> [Required action]:
Every line in the data below that holds "wheel" should be found and copied.
☆ ☆ ☆
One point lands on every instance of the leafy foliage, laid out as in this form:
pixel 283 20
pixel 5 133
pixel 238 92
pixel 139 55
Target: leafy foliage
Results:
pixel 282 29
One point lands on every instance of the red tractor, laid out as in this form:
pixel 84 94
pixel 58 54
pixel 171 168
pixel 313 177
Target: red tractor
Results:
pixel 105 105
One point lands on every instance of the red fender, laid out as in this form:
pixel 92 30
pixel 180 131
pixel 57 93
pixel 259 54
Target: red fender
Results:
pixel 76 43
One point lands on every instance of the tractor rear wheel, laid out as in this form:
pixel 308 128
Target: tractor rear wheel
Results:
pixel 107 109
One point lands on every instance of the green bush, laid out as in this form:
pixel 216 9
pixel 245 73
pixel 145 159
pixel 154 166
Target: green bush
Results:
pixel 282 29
☆ ☆ ☆
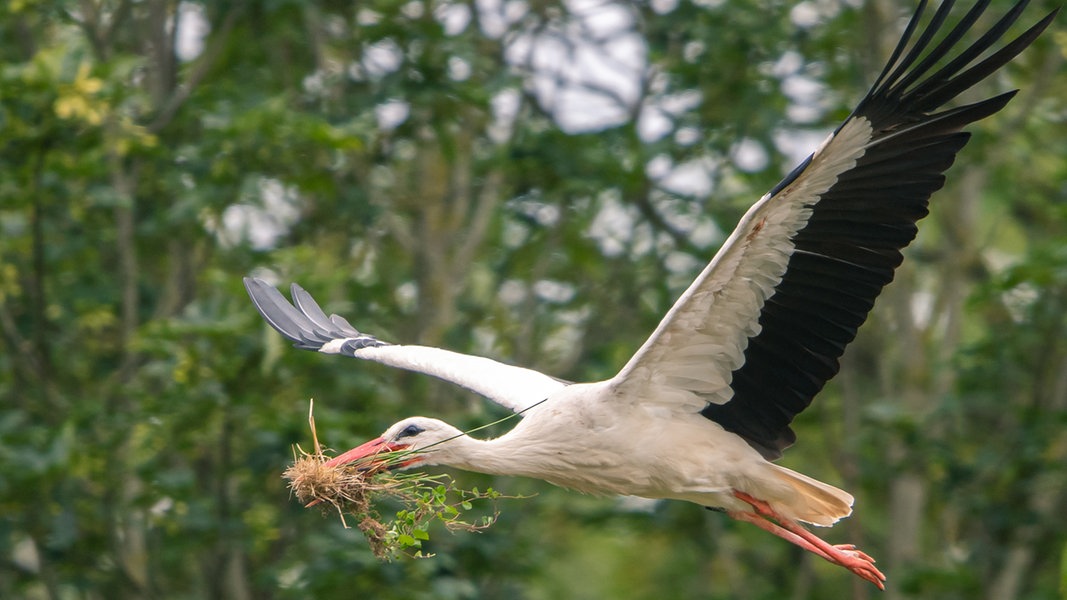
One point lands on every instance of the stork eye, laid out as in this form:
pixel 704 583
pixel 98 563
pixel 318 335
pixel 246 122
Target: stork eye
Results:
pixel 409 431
☆ ☆ ☆
> [Exercise output]:
One point lands on every instance of the tractor rear wheel, laid out as in this form:
Target: tractor rear wheel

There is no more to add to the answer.